▸ **TESTO FORNITO**
++++++++
Ma mentre Norberto Achille rubava a piene mani dove erano i suoi collaboratori, i dipendenti di Ferrovie Nord, le segretarie che pagavano le multe, i dirigenti che ne coprivano le spese folli e tutti quelli che non potevano non sapere e hanno taciuto per anni? Quando avremo il coraggio di ammettere che il silenzio degli innocenti ci rende colpevoli e che nessuno può rubare senza avere qualcuno che gli fa da palo? Veramente c’è qualcuno che pensa che in Ferrovie Nord non sapessero quasi tutti qual era l’andazzo?

In un paese di Ponzio Pilato, Barabba la fa da Re.

Indisturbato.

Achille è l’ennesimo esempio di un’ignavia che si è impossessata di quasi tutti noi vanificando qualsiasi possibilità di un controllo etico che , dalle basi della nostra società, ne raggiunga i vertici. Un comportamento che arriva addirittura a negare e tacitare anche le voci di denuncia che alle volte si alzano anche se consce di essere spesso  inascoltate. Ci limitiamo ad un costante lamento generalizzato, rivolto a impersonali categorie professionali, imprenditoriali, politiche, amministrative, senza fare mai un nome, urlare un cognome, indicare un indirizzo. Fino a che i mariuoli non vengono  smascherati, noi non sappiamo, sentito, visto niente. Solo dopo incominciano, come un fiume in piena , gli aneddoti che prima erano dei tabù raccontati a denti stretti, pettegolezzi da macchinetta del caffè, confidenze di Pulcinella.
++++++++
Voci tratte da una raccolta
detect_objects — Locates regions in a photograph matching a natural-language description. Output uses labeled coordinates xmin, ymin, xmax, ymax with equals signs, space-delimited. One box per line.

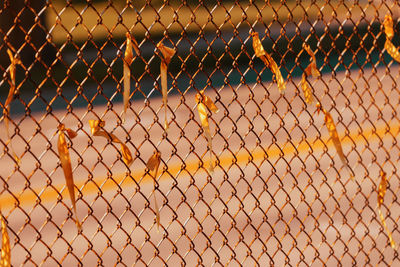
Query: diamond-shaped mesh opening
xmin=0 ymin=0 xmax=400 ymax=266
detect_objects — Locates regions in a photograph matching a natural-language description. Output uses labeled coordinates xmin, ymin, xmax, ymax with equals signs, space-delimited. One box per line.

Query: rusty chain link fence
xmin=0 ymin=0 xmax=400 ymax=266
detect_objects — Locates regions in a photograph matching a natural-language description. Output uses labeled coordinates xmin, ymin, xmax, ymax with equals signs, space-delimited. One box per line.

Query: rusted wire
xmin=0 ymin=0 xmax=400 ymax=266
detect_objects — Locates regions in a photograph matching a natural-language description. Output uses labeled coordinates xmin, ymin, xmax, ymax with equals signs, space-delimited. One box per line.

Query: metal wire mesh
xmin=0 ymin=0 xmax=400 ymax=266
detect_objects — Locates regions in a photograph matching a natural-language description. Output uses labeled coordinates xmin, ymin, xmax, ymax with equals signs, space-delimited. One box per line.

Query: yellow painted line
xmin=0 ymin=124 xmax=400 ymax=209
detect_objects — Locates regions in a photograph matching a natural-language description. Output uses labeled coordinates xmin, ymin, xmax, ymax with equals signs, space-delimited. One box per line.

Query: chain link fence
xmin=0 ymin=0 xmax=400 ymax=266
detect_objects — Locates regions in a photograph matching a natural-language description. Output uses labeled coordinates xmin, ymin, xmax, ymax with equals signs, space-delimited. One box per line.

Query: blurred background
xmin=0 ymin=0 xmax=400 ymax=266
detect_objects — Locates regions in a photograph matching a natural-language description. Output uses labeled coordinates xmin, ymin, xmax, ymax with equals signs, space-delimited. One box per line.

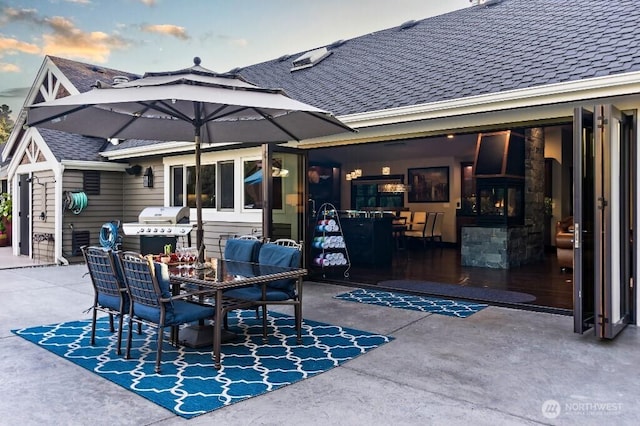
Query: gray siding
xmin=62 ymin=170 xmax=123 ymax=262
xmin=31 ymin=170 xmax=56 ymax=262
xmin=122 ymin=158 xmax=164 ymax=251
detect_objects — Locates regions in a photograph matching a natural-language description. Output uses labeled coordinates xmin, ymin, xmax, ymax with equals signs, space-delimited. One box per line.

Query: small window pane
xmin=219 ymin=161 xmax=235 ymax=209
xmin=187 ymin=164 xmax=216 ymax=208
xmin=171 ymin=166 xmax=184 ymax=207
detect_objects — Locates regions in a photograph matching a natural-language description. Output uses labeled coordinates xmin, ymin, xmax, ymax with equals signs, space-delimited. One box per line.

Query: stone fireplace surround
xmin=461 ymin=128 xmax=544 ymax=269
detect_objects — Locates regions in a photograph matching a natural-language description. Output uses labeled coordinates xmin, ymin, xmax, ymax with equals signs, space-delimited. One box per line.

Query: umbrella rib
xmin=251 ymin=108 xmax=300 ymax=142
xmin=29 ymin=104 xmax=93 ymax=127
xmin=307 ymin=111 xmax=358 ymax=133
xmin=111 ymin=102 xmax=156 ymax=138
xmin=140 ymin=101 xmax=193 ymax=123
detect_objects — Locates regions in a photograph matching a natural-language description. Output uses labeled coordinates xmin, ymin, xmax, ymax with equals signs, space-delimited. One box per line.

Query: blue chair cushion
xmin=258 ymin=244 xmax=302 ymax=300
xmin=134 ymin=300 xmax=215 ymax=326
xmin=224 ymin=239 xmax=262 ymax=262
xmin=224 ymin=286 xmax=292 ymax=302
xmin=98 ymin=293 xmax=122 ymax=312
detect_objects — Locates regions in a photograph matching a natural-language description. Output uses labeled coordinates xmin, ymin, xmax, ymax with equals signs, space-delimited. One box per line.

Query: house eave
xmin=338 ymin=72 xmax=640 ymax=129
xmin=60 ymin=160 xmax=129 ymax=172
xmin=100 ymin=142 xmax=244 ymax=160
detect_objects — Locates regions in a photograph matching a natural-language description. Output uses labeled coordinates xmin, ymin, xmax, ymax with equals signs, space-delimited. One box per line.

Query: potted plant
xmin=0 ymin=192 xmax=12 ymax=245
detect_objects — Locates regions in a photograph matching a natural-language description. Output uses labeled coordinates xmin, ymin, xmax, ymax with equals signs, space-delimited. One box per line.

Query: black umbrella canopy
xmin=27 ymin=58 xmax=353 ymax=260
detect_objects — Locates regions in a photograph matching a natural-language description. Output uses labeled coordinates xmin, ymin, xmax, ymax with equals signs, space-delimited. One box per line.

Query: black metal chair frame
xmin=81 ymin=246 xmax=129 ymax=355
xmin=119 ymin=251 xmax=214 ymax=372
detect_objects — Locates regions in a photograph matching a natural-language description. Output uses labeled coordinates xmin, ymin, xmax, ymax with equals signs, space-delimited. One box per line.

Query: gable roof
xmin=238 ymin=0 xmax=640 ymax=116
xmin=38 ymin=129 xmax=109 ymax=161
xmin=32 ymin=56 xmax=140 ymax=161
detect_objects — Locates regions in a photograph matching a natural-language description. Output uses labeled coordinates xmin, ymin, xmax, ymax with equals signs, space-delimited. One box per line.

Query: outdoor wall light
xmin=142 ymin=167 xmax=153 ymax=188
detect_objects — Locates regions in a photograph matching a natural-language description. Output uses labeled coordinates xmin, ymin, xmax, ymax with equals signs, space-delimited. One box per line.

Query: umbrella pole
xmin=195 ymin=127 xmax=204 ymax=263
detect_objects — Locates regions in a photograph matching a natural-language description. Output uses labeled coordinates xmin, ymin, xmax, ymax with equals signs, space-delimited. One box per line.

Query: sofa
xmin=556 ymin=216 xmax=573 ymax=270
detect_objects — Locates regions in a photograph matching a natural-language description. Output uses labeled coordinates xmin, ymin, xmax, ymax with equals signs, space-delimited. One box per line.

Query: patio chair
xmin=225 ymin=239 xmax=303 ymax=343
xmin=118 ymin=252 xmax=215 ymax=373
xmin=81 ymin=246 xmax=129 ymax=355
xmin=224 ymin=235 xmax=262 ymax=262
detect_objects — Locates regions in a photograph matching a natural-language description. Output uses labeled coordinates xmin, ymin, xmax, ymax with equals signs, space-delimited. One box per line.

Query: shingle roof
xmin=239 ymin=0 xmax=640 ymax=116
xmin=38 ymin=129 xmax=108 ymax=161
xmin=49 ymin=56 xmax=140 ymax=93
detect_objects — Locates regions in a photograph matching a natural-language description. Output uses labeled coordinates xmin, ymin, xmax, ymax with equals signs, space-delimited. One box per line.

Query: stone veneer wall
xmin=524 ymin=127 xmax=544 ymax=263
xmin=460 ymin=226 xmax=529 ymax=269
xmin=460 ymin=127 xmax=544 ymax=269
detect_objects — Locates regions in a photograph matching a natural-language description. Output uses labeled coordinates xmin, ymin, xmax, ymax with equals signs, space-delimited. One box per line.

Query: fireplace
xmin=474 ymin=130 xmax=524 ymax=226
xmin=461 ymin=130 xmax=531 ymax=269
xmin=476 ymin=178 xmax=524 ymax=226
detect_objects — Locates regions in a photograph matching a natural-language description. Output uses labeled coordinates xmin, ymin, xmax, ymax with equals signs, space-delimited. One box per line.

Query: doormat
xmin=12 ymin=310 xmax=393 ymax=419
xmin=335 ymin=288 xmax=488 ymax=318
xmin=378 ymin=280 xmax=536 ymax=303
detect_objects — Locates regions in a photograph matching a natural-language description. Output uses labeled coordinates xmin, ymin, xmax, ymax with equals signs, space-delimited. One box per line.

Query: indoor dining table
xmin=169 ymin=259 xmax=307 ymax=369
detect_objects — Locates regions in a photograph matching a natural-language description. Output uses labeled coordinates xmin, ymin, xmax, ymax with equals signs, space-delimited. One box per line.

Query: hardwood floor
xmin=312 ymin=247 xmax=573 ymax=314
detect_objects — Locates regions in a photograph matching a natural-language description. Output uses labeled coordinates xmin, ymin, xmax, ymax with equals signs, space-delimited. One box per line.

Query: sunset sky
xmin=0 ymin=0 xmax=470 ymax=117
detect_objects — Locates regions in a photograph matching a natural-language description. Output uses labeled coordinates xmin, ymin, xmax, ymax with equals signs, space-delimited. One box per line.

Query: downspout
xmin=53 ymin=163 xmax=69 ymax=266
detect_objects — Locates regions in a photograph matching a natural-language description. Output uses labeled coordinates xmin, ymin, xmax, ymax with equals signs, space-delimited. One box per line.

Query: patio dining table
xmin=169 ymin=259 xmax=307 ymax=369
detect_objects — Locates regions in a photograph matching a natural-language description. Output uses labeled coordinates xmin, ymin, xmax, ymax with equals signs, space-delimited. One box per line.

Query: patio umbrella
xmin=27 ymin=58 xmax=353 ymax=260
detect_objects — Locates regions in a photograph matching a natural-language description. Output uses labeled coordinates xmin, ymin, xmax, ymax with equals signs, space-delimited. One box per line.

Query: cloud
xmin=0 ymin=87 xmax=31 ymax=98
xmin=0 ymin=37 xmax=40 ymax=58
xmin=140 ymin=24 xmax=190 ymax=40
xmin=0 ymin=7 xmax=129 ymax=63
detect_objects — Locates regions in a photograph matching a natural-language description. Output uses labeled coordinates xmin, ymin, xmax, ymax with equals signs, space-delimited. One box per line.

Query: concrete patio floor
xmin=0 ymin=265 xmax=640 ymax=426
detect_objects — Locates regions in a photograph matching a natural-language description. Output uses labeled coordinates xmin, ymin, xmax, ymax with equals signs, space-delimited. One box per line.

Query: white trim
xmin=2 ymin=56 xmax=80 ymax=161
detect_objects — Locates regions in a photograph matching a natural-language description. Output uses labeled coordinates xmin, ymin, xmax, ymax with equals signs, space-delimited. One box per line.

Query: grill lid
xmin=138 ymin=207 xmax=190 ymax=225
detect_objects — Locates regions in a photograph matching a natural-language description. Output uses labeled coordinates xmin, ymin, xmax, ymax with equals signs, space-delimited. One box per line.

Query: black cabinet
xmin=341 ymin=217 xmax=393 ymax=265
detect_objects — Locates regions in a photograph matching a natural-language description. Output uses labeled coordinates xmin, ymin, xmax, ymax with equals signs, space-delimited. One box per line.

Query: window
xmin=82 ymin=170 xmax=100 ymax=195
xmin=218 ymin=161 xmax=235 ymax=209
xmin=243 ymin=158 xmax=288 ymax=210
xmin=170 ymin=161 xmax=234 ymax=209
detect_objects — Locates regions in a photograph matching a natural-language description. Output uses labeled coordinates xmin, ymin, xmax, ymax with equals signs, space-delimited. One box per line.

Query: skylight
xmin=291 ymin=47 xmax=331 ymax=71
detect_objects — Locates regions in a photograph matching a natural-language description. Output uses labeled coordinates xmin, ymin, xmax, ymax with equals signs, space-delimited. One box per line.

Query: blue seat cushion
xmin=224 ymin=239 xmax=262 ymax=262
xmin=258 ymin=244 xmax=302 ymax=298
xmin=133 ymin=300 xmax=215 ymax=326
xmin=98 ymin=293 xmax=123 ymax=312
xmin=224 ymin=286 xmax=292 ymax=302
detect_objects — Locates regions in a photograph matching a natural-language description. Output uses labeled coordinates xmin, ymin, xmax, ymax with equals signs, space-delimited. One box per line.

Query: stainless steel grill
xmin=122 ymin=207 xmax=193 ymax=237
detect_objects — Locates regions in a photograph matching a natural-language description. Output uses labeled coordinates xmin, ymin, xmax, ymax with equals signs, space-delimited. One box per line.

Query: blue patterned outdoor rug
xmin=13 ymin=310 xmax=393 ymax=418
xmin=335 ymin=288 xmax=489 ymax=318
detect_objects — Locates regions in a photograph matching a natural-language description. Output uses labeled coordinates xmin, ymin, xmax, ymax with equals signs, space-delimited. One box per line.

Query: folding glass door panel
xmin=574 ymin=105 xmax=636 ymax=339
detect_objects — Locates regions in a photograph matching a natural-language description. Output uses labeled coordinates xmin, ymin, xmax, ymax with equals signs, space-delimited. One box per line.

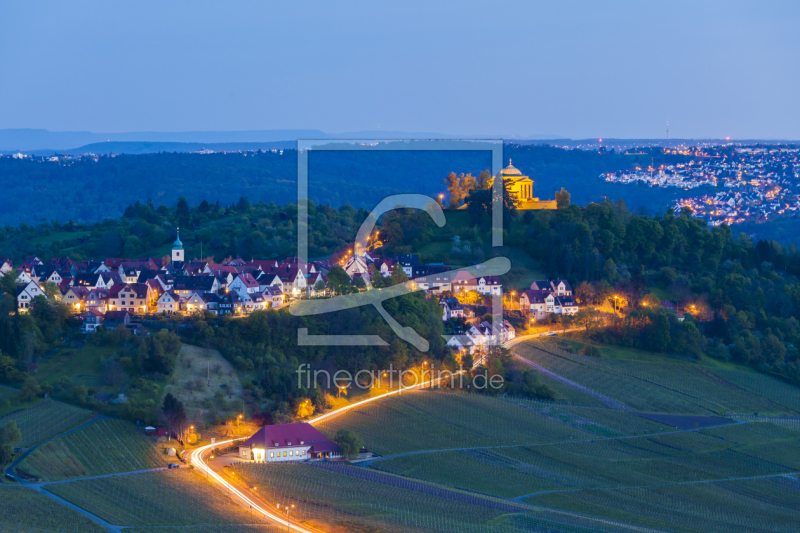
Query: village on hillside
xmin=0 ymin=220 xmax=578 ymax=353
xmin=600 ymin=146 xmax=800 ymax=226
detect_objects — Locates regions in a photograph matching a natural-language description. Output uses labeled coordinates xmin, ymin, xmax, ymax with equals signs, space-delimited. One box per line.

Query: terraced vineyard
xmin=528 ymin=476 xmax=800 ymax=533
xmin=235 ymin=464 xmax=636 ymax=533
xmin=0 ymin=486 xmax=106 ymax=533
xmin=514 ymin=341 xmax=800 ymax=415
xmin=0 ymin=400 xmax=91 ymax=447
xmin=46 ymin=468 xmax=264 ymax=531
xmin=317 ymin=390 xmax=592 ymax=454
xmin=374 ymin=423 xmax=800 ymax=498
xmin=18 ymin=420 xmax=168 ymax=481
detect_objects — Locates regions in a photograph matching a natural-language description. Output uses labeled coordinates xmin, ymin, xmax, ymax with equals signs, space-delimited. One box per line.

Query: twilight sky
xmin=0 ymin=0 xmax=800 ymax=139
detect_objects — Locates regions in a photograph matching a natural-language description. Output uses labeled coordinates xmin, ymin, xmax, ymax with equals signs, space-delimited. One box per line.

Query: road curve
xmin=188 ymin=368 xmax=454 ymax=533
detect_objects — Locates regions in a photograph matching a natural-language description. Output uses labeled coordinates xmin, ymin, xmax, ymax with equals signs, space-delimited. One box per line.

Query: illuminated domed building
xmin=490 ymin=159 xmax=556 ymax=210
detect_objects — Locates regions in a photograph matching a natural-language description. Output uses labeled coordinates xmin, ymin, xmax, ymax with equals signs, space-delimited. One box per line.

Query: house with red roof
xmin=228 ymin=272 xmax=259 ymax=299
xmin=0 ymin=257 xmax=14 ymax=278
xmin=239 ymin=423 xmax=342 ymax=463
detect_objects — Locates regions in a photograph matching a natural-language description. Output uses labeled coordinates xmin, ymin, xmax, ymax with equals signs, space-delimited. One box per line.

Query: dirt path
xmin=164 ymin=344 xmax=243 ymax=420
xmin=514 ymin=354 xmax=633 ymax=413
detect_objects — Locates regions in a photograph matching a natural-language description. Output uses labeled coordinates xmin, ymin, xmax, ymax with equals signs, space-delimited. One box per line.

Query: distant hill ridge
++++++++
▸ **REQUISITI**
1 – Nel testo su Norberto Achille e Ferrovie Nord, chi pagava le multe?
2 – Continua il testo su Norberto Achille e Ferrovie Nord dal punto in cui si interrompe.

▸ **RISPOSTE PER COMPITO**
1 – Le segretarie.

2 –
Achille è l’ennesimo esempio di una sudditanza che intimorisce e spegne il coraggio di onestà anche di chi non ne ha nessun vantaggio. Difende semplicemente un posto ma  non un lavoro che, anzi,  ama sempre di meno e svolge, spesso sconfortato,  sempre peggio. Un declino progressivo da cui si può uscire esclusivamente con una partecipazione, questa sì assolutamente collettiva e del basso, che smascheri ogni tipo di privilegio, ruberia, vessazione.

Non so se sia necessaria una legge, non so se debba essere incentivata la pratica del “whistleblowing” ( 1),  ma sono quasi certo  che noi potremo essere uno, cento, mille, commissari anticorruzione, antiruberie, antifrode di inaspettata  efficacia.

Dobbiamo solo riacquistare coscienza e ritenerci direttamente responsabili, smettendola di delegare ad altri il compito di difendere i nostri beni comuni.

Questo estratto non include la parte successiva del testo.